WHAT YOU NEED TO DO — Copy out, exactly as given, every line from the line with "request: draw the outline of every instance of the large" to the end of the listing, both of those lines included.

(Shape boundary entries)
——
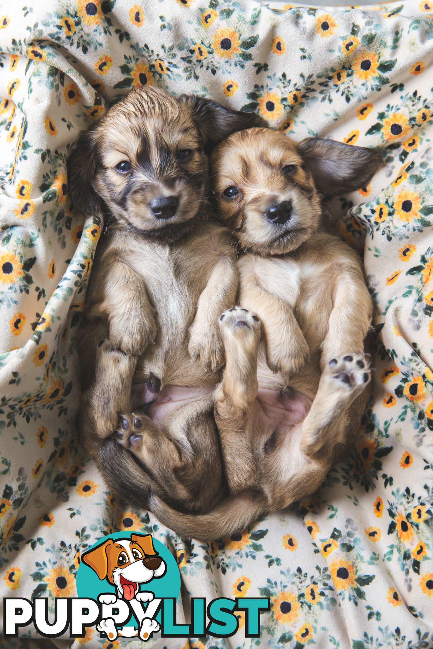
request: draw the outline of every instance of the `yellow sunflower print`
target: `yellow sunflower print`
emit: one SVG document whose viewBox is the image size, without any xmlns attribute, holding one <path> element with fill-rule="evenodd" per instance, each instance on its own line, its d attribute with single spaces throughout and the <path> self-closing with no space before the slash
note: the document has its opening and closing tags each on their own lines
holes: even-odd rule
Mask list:
<svg viewBox="0 0 433 649">
<path fill-rule="evenodd" d="M 393 395 L 391 395 L 390 392 L 388 392 L 382 403 L 385 408 L 393 408 L 397 403 L 397 399 Z"/>
<path fill-rule="evenodd" d="M 278 119 L 282 113 L 282 104 L 280 100 L 280 97 L 275 92 L 265 93 L 258 100 L 260 115 L 271 121 Z"/>
<path fill-rule="evenodd" d="M 408 116 L 401 113 L 393 113 L 390 117 L 384 119 L 382 134 L 384 139 L 390 140 L 405 138 L 410 130 L 410 125 L 408 122 Z"/>
<path fill-rule="evenodd" d="M 313 637 L 313 627 L 311 624 L 304 624 L 295 633 L 295 639 L 301 644 L 305 644 Z"/>
<path fill-rule="evenodd" d="M 384 501 L 380 496 L 378 496 L 373 506 L 375 516 L 377 519 L 381 519 L 384 511 Z"/>
<path fill-rule="evenodd" d="M 386 593 L 386 599 L 392 604 L 394 607 L 396 606 L 401 606 L 401 600 L 400 599 L 400 596 L 397 592 L 395 588 L 392 586 L 388 588 L 388 592 Z"/>
<path fill-rule="evenodd" d="M 23 264 L 13 252 L 4 252 L 0 256 L 0 282 L 10 284 L 22 276 Z"/>
<path fill-rule="evenodd" d="M 39 524 L 42 527 L 53 527 L 54 525 L 54 516 L 51 511 L 47 511 L 39 519 Z"/>
<path fill-rule="evenodd" d="M 84 498 L 88 498 L 90 496 L 93 496 L 94 493 L 96 493 L 99 486 L 99 485 L 97 485 L 92 480 L 83 480 L 77 486 L 75 491 L 79 496 L 84 496 Z"/>
<path fill-rule="evenodd" d="M 367 528 L 364 530 L 365 534 L 369 537 L 370 541 L 372 541 L 373 543 L 377 543 L 378 541 L 380 541 L 380 537 L 382 536 L 382 532 L 378 528 L 371 527 Z"/>
<path fill-rule="evenodd" d="M 223 84 L 223 92 L 226 97 L 233 97 L 233 95 L 239 90 L 239 86 L 233 79 L 230 79 Z"/>
<path fill-rule="evenodd" d="M 9 330 L 14 336 L 19 336 L 25 324 L 25 315 L 24 313 L 18 312 L 15 315 L 12 315 L 9 321 Z"/>
<path fill-rule="evenodd" d="M 322 38 L 328 38 L 332 36 L 338 27 L 329 14 L 321 14 L 315 19 L 315 33 Z"/>
<path fill-rule="evenodd" d="M 245 597 L 251 587 L 251 580 L 243 575 L 237 579 L 233 584 L 233 596 Z"/>
<path fill-rule="evenodd" d="M 425 384 L 422 376 L 414 376 L 412 381 L 408 381 L 403 388 L 403 394 L 408 399 L 417 404 L 425 397 Z"/>
<path fill-rule="evenodd" d="M 433 572 L 423 574 L 419 580 L 419 585 L 425 595 L 433 597 Z"/>
<path fill-rule="evenodd" d="M 75 578 L 68 568 L 53 568 L 44 578 L 53 597 L 71 597 L 75 593 Z"/>
<path fill-rule="evenodd" d="M 3 582 L 11 591 L 16 591 L 19 585 L 19 580 L 23 576 L 23 573 L 14 566 L 13 568 L 8 568 L 6 571 L 6 574 L 3 577 Z"/>
<path fill-rule="evenodd" d="M 353 73 L 357 79 L 369 81 L 375 76 L 378 64 L 378 57 L 374 52 L 360 52 L 353 60 Z"/>
<path fill-rule="evenodd" d="M 36 430 L 36 441 L 40 448 L 45 448 L 48 435 L 48 428 L 45 426 L 40 426 Z"/>
<path fill-rule="evenodd" d="M 408 467 L 412 467 L 413 463 L 414 458 L 412 454 L 408 450 L 404 451 L 400 460 L 400 466 L 401 468 L 407 469 Z"/>
<path fill-rule="evenodd" d="M 282 546 L 293 552 L 297 548 L 298 542 L 291 534 L 284 534 L 282 537 Z"/>
<path fill-rule="evenodd" d="M 329 567 L 329 572 L 337 591 L 346 590 L 354 585 L 355 569 L 345 559 L 334 561 Z"/>
<path fill-rule="evenodd" d="M 201 25 L 203 29 L 206 29 L 207 27 L 210 27 L 214 22 L 216 18 L 218 18 L 218 14 L 217 14 L 215 9 L 209 9 L 207 11 L 204 12 L 201 14 L 201 18 L 200 19 L 200 24 Z"/>
<path fill-rule="evenodd" d="M 271 600 L 272 615 L 278 624 L 288 626 L 298 617 L 301 605 L 294 593 L 289 591 L 278 593 L 276 597 L 271 597 Z"/>
<path fill-rule="evenodd" d="M 282 38 L 280 38 L 279 36 L 275 36 L 275 38 L 273 38 L 272 43 L 271 43 L 271 49 L 274 54 L 278 55 L 278 56 L 280 56 L 282 54 L 285 54 L 286 43 Z"/>
<path fill-rule="evenodd" d="M 402 262 L 408 262 L 413 254 L 417 251 L 416 246 L 413 243 L 408 243 L 399 251 L 399 257 Z"/>
<path fill-rule="evenodd" d="M 144 22 L 144 12 L 138 5 L 134 5 L 129 10 L 129 21 L 136 27 L 141 27 Z"/>
<path fill-rule="evenodd" d="M 103 19 L 101 0 L 78 0 L 78 14 L 82 25 L 96 27 Z"/>
<path fill-rule="evenodd" d="M 217 29 L 212 40 L 214 51 L 221 58 L 232 58 L 240 51 L 239 34 L 234 29 L 223 27 Z"/>
<path fill-rule="evenodd" d="M 80 91 L 78 86 L 72 82 L 67 84 L 63 90 L 63 96 L 69 106 L 73 106 L 80 100 Z"/>
<path fill-rule="evenodd" d="M 401 191 L 394 203 L 395 215 L 400 221 L 410 223 L 414 219 L 419 218 L 421 206 L 421 199 L 414 191 Z"/>
</svg>

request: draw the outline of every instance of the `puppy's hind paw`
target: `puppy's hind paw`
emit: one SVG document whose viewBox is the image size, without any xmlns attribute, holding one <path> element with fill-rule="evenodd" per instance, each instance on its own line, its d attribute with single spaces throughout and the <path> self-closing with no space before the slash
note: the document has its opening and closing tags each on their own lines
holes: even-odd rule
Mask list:
<svg viewBox="0 0 433 649">
<path fill-rule="evenodd" d="M 235 306 L 225 311 L 219 318 L 219 328 L 224 337 L 252 338 L 258 340 L 262 332 L 260 318 L 246 309 Z"/>
</svg>

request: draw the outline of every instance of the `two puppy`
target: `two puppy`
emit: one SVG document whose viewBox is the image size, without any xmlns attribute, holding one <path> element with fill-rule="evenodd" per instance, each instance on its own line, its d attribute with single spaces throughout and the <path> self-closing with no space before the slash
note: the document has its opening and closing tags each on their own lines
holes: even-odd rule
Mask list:
<svg viewBox="0 0 433 649">
<path fill-rule="evenodd" d="M 81 439 L 111 489 L 143 508 L 153 493 L 206 511 L 219 496 L 218 318 L 238 281 L 229 232 L 209 217 L 207 152 L 254 119 L 146 87 L 69 161 L 75 206 L 105 223 L 78 337 Z"/>
<path fill-rule="evenodd" d="M 84 134 L 71 165 L 79 209 L 110 215 L 81 330 L 84 445 L 114 491 L 200 539 L 314 491 L 357 432 L 369 381 L 371 300 L 356 254 L 321 228 L 320 193 L 363 186 L 381 156 L 326 140 L 298 146 L 269 129 L 235 132 L 214 152 L 212 173 L 244 253 L 236 267 L 227 230 L 201 221 L 201 147 L 251 119 L 145 89 Z M 235 300 L 249 310 L 226 310 Z M 212 395 L 220 376 L 209 371 L 225 359 Z M 132 413 L 131 380 L 143 405 Z M 215 422 L 232 495 L 188 515 L 221 494 Z"/>
</svg>

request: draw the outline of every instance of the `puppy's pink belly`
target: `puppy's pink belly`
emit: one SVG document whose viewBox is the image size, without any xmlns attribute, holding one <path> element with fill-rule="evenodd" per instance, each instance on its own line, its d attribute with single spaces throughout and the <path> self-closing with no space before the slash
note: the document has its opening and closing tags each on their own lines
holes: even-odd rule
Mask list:
<svg viewBox="0 0 433 649">
<path fill-rule="evenodd" d="M 160 392 L 151 392 L 145 383 L 132 386 L 132 408 L 149 404 L 147 415 L 158 424 L 166 415 L 179 410 L 190 401 L 210 397 L 213 387 L 184 387 L 182 386 L 164 386 Z"/>
<path fill-rule="evenodd" d="M 290 389 L 282 394 L 276 390 L 258 389 L 257 400 L 264 414 L 281 427 L 293 426 L 304 421 L 312 402 L 300 392 Z"/>
</svg>

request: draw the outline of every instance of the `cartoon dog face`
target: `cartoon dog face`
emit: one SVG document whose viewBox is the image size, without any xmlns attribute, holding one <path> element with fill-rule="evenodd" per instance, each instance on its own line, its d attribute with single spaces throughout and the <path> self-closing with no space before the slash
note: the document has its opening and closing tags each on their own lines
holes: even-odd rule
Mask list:
<svg viewBox="0 0 433 649">
<path fill-rule="evenodd" d="M 100 580 L 116 586 L 120 597 L 132 600 L 140 583 L 162 577 L 167 566 L 155 552 L 149 534 L 132 534 L 130 539 L 108 539 L 82 555 L 82 561 Z"/>
</svg>

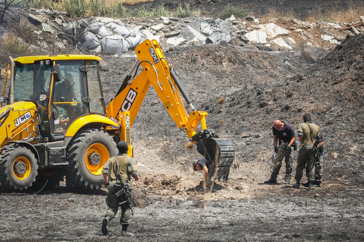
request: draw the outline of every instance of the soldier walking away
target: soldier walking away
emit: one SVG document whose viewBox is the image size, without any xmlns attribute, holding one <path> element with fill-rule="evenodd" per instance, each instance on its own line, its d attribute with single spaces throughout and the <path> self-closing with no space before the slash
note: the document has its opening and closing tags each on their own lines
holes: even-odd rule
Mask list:
<svg viewBox="0 0 364 242">
<path fill-rule="evenodd" d="M 102 234 L 106 235 L 108 233 L 108 225 L 118 212 L 120 207 L 121 216 L 120 224 L 122 225 L 121 235 L 132 236 L 132 233 L 128 232 L 128 226 L 130 222 L 132 213 L 130 206 L 125 196 L 118 196 L 115 193 L 120 190 L 119 187 L 123 182 L 129 186 L 131 185 L 131 177 L 137 181 L 139 178 L 134 160 L 128 156 L 128 145 L 124 141 L 119 142 L 116 145 L 119 153 L 116 156 L 112 157 L 108 160 L 102 169 L 102 175 L 108 190 L 106 197 L 106 205 L 108 207 L 106 214 L 102 220 L 101 231 Z M 119 177 L 121 181 L 118 180 Z"/>
<path fill-rule="evenodd" d="M 316 162 L 315 162 L 315 182 L 313 184 L 314 187 L 321 187 L 322 176 L 324 173 L 324 135 L 322 131 L 320 130 L 320 143 L 316 144 L 317 149 L 316 151 Z M 317 143 L 317 142 L 316 142 Z M 302 184 L 306 187 L 308 187 L 309 182 Z"/>
<path fill-rule="evenodd" d="M 305 114 L 304 123 L 298 125 L 297 135 L 301 147 L 297 158 L 294 179 L 296 183 L 292 185 L 294 188 L 299 188 L 301 180 L 303 176 L 303 169 L 306 168 L 306 175 L 308 180 L 308 189 L 313 190 L 315 180 L 315 162 L 316 161 L 316 144 L 320 143 L 320 128 L 312 122 L 311 116 Z M 315 142 L 317 142 L 317 143 Z"/>
<path fill-rule="evenodd" d="M 320 143 L 317 144 L 316 162 L 315 163 L 315 182 L 313 186 L 321 187 L 322 175 L 324 174 L 324 135 L 320 131 Z"/>
<path fill-rule="evenodd" d="M 278 147 L 283 142 L 287 143 L 284 148 L 286 150 L 284 153 L 284 162 L 286 163 L 286 172 L 285 177 L 285 184 L 289 184 L 292 176 L 293 169 L 293 151 L 294 145 L 294 129 L 288 123 L 285 123 L 280 120 L 275 120 L 272 127 L 273 133 L 273 144 L 274 145 L 274 153 L 278 152 Z M 273 170 L 270 178 L 264 181 L 266 184 L 277 183 L 277 177 L 279 173 L 279 170 L 282 165 L 280 165 Z"/>
<path fill-rule="evenodd" d="M 208 163 L 205 157 L 203 157 L 199 160 L 194 160 L 192 165 L 194 171 L 202 171 L 203 172 L 203 189 L 205 190 L 209 182 L 209 171 L 210 166 Z"/>
</svg>

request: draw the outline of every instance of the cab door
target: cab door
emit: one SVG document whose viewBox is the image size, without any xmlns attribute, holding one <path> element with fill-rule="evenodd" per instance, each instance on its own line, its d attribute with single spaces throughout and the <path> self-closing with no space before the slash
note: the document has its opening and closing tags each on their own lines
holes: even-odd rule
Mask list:
<svg viewBox="0 0 364 242">
<path fill-rule="evenodd" d="M 81 61 L 56 61 L 60 65 L 61 81 L 54 83 L 51 98 L 51 123 L 53 132 L 64 134 L 71 123 L 86 114 Z"/>
</svg>

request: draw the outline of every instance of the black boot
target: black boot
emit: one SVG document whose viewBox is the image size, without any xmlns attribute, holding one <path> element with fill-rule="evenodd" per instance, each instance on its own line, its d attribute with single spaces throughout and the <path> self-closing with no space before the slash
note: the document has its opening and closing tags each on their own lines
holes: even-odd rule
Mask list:
<svg viewBox="0 0 364 242">
<path fill-rule="evenodd" d="M 313 186 L 313 182 L 310 181 L 308 182 L 308 190 L 314 190 L 315 187 Z"/>
<path fill-rule="evenodd" d="M 302 183 L 302 185 L 304 186 L 305 187 L 308 187 L 308 181 L 307 181 L 307 182 L 305 183 Z"/>
<path fill-rule="evenodd" d="M 104 235 L 107 235 L 108 233 L 107 225 L 111 220 L 111 217 L 108 216 L 105 216 L 104 218 L 104 219 L 102 220 L 102 227 L 101 227 L 101 231 L 102 232 L 102 234 Z"/>
<path fill-rule="evenodd" d="M 300 185 L 300 181 L 296 181 L 296 183 L 292 185 L 292 187 L 293 187 L 294 188 L 297 188 L 297 189 L 299 189 Z"/>
<path fill-rule="evenodd" d="M 274 183 L 277 183 L 277 179 L 271 178 L 268 181 L 264 181 L 264 183 L 265 184 L 274 184 Z"/>
<path fill-rule="evenodd" d="M 132 233 L 128 232 L 128 224 L 122 224 L 121 225 L 121 236 L 132 236 L 134 235 Z"/>
<path fill-rule="evenodd" d="M 313 184 L 313 186 L 315 187 L 321 187 L 321 181 L 316 181 Z"/>
</svg>

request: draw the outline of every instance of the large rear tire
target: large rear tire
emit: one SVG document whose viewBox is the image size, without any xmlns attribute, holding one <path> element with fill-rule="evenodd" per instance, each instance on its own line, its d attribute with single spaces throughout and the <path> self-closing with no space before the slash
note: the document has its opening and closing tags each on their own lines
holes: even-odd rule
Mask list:
<svg viewBox="0 0 364 242">
<path fill-rule="evenodd" d="M 3 152 L 0 159 L 0 183 L 7 189 L 25 190 L 35 181 L 37 169 L 37 160 L 32 151 L 15 144 Z"/>
<path fill-rule="evenodd" d="M 87 190 L 100 188 L 104 183 L 102 172 L 104 165 L 118 153 L 111 137 L 96 128 L 82 130 L 71 140 L 67 150 L 66 185 Z"/>
</svg>

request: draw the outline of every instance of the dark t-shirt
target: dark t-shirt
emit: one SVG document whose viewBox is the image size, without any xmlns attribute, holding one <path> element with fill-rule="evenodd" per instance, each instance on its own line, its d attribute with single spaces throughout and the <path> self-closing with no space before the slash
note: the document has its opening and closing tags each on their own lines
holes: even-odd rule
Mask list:
<svg viewBox="0 0 364 242">
<path fill-rule="evenodd" d="M 207 169 L 210 168 L 209 166 L 209 164 L 207 163 L 207 161 L 206 160 L 206 159 L 205 157 L 202 158 L 198 160 L 198 163 L 197 163 L 198 165 L 198 166 L 202 169 L 203 169 L 203 168 L 205 167 L 207 167 Z"/>
<path fill-rule="evenodd" d="M 288 123 L 282 122 L 284 124 L 284 127 L 281 130 L 277 130 L 274 126 L 272 127 L 273 135 L 277 136 L 278 145 L 280 145 L 282 141 L 285 143 L 289 143 L 292 138 L 294 137 L 294 129 L 293 126 Z"/>
<path fill-rule="evenodd" d="M 325 140 L 324 140 L 324 134 L 323 134 L 322 131 L 321 130 L 320 131 L 320 143 L 321 142 L 324 142 Z M 316 142 L 317 143 L 317 142 Z M 317 144 L 316 143 L 316 144 Z M 324 152 L 324 145 L 321 147 L 321 148 L 319 149 L 320 153 L 321 154 Z"/>
</svg>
——
COMPLETE OUTPUT —
request: draw the outline of every instance of the large rear tire
target: large rear tire
emit: one SVG document whose viewBox is the image size, without any xmlns attribute, holding one <path> element with fill-rule="evenodd" per instance, each instance on its own line, its d attribute with single spaces throughout and the <path> self-closing with no space before the slash
note: the document has its opening and closing tags each on their own lines
holes: even-odd rule
Mask list:
<svg viewBox="0 0 364 242">
<path fill-rule="evenodd" d="M 3 152 L 0 159 L 0 183 L 7 189 L 25 190 L 35 181 L 37 169 L 37 160 L 32 151 L 15 144 Z"/>
<path fill-rule="evenodd" d="M 87 190 L 100 188 L 104 183 L 102 172 L 104 165 L 118 153 L 111 137 L 96 128 L 82 130 L 71 140 L 67 150 L 66 185 Z"/>
</svg>

request: draw the outline of every instance of the dark t-shirt
target: dark t-shirt
emit: one SVG document whose viewBox is the image size, without any xmlns attribute, holding one <path> element with fill-rule="evenodd" per instance, each instance on its own line, its d attribute with single spaces throughout and the <path> self-closing with no space before the slash
note: the document has its opening and closing tags each on their own lines
holes: even-odd rule
Mask list:
<svg viewBox="0 0 364 242">
<path fill-rule="evenodd" d="M 207 169 L 210 168 L 209 166 L 209 164 L 207 163 L 207 161 L 206 160 L 206 159 L 205 157 L 202 158 L 198 160 L 198 163 L 197 163 L 198 165 L 198 166 L 202 169 L 203 169 L 203 168 L 205 167 L 207 167 Z"/>
<path fill-rule="evenodd" d="M 288 123 L 282 122 L 284 124 L 284 127 L 281 130 L 277 130 L 274 126 L 272 127 L 273 135 L 277 136 L 278 145 L 280 145 L 282 141 L 285 143 L 289 143 L 292 138 L 294 137 L 294 129 L 293 126 Z"/>
<path fill-rule="evenodd" d="M 325 140 L 324 140 L 324 134 L 323 134 L 322 131 L 321 130 L 320 131 L 320 143 L 321 142 L 324 142 Z M 316 142 L 317 143 L 317 142 Z M 317 144 L 316 143 L 316 144 Z M 324 152 L 324 145 L 321 147 L 321 148 L 319 149 L 320 153 L 321 154 Z"/>
</svg>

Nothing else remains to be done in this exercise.